Extracted data entries:
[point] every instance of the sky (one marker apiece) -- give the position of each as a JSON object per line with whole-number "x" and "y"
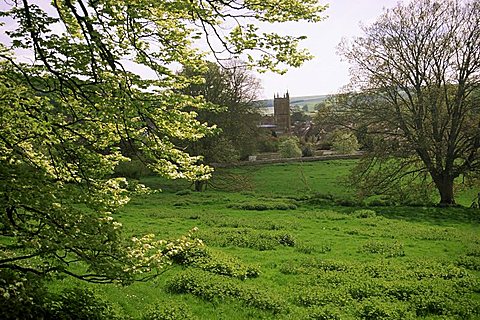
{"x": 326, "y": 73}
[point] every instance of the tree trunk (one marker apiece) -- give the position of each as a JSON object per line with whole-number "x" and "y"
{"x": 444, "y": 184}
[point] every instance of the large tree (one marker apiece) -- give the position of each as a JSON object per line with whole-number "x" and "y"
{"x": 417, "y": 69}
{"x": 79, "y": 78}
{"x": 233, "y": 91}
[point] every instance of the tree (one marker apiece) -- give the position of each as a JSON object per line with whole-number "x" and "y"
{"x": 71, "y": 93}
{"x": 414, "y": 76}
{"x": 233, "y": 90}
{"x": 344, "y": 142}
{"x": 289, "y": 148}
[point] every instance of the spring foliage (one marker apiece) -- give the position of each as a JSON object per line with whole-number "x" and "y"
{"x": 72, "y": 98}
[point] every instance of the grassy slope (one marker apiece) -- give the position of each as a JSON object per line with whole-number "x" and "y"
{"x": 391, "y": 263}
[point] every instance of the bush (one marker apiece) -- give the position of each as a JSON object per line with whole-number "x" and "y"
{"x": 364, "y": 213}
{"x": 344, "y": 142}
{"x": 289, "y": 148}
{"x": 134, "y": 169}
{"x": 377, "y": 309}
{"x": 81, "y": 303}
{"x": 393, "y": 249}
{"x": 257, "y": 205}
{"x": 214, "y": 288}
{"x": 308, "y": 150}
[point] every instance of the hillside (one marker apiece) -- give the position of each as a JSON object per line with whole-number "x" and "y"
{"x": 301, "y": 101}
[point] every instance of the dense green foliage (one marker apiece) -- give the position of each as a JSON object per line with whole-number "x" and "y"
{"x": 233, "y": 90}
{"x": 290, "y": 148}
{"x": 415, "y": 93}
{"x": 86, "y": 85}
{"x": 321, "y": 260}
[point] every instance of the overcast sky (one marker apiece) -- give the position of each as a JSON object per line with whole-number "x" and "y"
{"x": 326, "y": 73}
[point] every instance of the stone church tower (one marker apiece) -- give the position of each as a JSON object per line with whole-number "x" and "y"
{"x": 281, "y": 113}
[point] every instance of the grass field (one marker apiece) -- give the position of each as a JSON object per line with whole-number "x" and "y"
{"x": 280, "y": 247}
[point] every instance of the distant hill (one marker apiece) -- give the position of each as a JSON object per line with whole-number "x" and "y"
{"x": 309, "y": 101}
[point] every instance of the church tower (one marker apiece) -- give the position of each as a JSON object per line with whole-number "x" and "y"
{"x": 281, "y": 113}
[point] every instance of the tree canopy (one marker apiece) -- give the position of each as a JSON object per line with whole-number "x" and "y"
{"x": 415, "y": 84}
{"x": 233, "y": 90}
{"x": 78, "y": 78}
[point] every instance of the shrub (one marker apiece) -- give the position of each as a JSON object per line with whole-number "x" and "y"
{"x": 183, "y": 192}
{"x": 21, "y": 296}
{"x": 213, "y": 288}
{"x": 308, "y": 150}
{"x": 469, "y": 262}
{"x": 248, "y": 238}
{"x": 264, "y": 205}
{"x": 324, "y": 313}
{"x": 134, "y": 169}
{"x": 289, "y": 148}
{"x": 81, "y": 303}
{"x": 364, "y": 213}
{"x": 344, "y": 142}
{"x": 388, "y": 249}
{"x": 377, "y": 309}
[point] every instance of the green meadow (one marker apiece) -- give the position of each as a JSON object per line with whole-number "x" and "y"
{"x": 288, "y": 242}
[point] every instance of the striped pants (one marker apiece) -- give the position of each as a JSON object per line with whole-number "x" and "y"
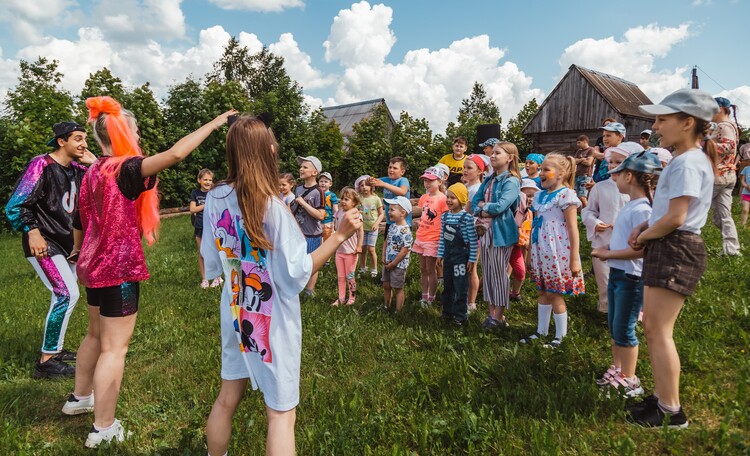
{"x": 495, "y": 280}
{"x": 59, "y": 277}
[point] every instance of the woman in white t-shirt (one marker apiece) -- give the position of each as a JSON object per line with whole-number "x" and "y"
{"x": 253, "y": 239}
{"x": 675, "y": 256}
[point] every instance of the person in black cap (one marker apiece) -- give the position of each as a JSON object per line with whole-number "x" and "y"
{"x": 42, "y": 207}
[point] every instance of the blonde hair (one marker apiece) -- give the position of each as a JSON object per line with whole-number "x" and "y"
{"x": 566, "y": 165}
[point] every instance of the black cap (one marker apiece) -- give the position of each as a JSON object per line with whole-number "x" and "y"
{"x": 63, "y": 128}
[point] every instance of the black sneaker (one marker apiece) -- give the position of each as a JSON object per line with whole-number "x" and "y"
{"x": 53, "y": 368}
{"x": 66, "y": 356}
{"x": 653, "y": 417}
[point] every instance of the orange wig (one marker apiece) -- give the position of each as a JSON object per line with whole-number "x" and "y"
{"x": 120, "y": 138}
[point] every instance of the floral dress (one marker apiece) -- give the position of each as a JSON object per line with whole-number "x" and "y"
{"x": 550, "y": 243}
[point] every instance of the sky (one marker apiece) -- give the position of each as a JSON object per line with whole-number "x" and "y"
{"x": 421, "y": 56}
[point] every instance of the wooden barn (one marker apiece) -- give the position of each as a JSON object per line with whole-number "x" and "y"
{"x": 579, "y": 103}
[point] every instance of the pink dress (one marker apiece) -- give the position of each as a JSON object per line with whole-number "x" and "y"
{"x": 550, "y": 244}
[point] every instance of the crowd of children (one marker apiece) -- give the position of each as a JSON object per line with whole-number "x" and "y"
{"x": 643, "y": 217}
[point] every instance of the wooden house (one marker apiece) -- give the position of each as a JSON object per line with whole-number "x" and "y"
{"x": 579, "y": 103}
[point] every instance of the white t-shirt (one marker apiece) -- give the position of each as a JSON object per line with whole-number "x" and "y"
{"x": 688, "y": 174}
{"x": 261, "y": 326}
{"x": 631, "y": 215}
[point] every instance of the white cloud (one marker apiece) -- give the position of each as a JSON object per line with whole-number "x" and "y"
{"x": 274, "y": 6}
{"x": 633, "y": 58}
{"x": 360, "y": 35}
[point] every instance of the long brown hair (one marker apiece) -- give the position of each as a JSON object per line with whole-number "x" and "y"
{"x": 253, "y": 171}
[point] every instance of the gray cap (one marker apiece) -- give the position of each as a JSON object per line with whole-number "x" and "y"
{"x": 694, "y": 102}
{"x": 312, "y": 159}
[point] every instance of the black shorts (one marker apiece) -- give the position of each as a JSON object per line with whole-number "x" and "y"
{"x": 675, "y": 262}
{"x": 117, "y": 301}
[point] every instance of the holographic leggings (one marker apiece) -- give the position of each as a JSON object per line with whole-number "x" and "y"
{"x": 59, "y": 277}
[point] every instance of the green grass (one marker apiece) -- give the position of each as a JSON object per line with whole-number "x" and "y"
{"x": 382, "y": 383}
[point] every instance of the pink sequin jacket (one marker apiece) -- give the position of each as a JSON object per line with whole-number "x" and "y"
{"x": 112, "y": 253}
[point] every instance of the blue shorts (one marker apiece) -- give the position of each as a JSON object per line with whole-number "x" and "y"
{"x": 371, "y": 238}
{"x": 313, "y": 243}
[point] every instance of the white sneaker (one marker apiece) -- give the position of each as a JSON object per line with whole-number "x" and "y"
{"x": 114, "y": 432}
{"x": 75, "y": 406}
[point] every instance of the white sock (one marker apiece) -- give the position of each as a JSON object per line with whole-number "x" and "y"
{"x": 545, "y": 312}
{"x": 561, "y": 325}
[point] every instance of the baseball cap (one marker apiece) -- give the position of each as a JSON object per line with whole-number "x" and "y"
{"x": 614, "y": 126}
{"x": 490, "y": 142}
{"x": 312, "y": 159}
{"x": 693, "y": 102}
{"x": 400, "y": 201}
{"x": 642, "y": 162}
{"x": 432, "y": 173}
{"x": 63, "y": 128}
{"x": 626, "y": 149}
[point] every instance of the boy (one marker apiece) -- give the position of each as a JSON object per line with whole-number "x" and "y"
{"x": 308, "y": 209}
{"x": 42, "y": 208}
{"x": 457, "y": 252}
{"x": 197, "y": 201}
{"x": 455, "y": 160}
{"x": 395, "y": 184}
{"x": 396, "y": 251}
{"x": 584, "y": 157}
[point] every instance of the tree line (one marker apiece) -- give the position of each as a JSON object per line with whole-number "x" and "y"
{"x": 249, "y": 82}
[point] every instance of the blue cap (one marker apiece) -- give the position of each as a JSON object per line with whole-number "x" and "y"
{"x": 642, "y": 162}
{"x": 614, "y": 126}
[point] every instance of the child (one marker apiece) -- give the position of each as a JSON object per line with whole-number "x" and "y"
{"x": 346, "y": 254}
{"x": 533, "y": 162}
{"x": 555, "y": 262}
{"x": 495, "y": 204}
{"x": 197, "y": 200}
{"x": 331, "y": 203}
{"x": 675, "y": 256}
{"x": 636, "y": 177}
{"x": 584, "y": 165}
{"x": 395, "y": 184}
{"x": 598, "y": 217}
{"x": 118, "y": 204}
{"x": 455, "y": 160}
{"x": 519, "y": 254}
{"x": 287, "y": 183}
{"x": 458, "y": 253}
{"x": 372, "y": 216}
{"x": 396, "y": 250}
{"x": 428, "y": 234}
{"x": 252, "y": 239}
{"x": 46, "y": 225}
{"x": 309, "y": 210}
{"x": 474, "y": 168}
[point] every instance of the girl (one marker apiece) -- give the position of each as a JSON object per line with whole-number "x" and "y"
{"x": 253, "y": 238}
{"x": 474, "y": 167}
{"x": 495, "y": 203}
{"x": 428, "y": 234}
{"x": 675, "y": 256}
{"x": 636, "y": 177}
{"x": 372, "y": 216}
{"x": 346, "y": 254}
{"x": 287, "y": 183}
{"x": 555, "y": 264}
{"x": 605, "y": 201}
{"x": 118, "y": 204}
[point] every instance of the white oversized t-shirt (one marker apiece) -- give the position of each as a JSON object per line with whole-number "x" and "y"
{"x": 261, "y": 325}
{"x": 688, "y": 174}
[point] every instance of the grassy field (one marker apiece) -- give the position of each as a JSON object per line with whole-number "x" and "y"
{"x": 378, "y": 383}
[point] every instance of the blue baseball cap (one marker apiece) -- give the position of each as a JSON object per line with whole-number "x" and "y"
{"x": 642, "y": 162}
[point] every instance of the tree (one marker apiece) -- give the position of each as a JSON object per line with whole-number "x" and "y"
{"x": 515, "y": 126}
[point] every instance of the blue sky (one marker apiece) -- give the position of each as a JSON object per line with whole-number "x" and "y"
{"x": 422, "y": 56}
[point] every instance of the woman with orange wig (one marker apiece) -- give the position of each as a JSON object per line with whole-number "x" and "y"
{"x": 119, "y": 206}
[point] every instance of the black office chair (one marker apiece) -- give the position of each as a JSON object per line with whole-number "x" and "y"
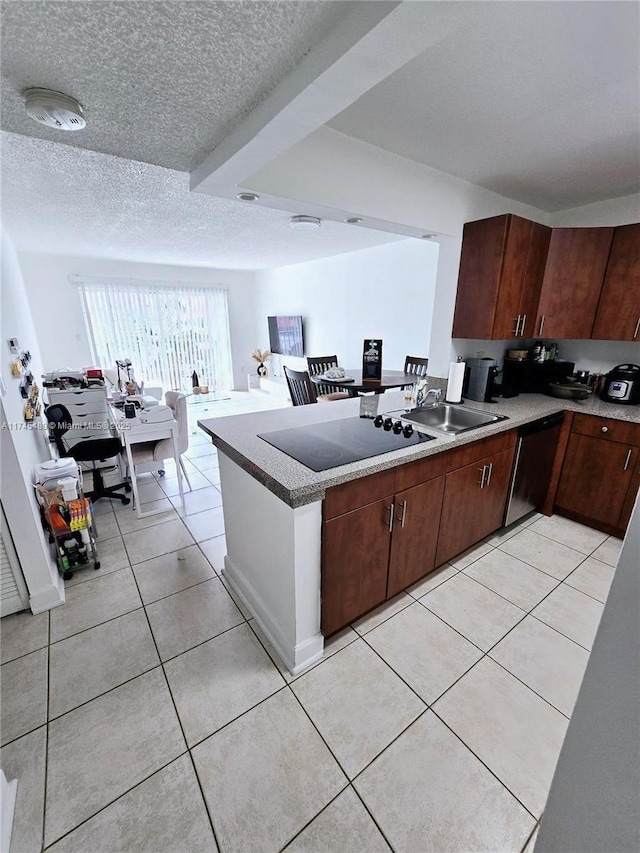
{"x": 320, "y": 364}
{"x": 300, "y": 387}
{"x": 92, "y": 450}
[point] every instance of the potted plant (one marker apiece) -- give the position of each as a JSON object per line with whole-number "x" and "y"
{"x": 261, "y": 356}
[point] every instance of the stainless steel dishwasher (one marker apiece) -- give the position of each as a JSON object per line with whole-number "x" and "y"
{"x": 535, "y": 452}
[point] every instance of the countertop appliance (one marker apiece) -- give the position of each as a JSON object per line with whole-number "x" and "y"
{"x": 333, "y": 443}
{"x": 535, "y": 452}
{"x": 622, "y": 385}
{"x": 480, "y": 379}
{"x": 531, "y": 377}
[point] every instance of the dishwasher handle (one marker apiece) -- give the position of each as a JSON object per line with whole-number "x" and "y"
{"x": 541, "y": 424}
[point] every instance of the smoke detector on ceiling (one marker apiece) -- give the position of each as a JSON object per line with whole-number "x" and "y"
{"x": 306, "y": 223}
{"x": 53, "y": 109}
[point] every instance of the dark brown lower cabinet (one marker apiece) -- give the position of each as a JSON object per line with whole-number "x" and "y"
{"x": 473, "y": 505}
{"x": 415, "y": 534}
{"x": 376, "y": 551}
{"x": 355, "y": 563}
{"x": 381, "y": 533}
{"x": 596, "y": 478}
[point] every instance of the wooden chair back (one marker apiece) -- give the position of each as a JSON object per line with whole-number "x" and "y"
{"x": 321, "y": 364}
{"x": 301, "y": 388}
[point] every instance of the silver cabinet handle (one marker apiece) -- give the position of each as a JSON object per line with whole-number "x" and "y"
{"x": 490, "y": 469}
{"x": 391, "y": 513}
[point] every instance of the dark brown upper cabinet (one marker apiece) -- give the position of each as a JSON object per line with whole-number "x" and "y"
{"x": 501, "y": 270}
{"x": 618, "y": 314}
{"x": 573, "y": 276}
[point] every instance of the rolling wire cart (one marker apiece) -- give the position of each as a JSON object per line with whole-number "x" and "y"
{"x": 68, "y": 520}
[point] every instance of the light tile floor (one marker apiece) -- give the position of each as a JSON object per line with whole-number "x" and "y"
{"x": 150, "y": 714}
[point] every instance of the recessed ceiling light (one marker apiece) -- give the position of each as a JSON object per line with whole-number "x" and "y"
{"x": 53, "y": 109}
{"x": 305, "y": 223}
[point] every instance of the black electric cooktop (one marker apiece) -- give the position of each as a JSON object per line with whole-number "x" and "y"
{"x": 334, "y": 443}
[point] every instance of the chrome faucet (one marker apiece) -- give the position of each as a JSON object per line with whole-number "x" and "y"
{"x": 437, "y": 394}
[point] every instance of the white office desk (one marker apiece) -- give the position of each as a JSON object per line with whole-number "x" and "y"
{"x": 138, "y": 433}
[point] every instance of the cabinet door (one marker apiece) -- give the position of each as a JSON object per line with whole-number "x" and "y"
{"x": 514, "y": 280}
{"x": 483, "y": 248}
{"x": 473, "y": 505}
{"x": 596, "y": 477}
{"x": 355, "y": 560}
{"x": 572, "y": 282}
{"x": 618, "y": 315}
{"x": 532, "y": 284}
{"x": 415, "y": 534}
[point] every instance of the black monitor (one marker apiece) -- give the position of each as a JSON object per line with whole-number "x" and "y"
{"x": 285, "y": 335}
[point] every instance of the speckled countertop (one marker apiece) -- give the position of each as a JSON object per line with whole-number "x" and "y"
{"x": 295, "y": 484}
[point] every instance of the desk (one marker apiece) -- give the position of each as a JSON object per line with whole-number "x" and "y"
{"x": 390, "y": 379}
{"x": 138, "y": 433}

### Aim of the exercise
Locate the line with "[point] every instance of the black electric" in the entries above; extract it and every line after it, verbatim.

### Output
[point] every instance of the black electric cooktop (one marker apiece) -- give the position of each as a JSON object per line with whole-number "x" and "y"
{"x": 334, "y": 443}
[point] every instance of the chrome faucet (one marker apiece) -- give the position of each as a JSON object per line with whole-number "x" and "y"
{"x": 437, "y": 394}
[point] every instance of the white office desk (one marker apiece) -- give the position of each as a JSON object per line with whole-number "x" and "y"
{"x": 138, "y": 433}
[point] every instance of the cabinet door (one marker apiece) -- give the position of each as a JSON object per line with whole-number "x" and "y"
{"x": 514, "y": 280}
{"x": 483, "y": 248}
{"x": 473, "y": 505}
{"x": 596, "y": 477}
{"x": 355, "y": 560}
{"x": 572, "y": 282}
{"x": 618, "y": 315}
{"x": 532, "y": 284}
{"x": 415, "y": 534}
[point] every instance of the black monitor (one marker apiece) -- give the position of each as a JSON object per line with whole-number "x" and "y"
{"x": 285, "y": 335}
[point] every instance of the speckled countertop (one marker apiece) -- give the position of each as a JSON object per line with whole-number "x" and "y"
{"x": 295, "y": 484}
[point] every instance of the desk (one marker apiece) -- give the position of each as a JSON object per line with whole-number "x" and "y"
{"x": 390, "y": 379}
{"x": 138, "y": 433}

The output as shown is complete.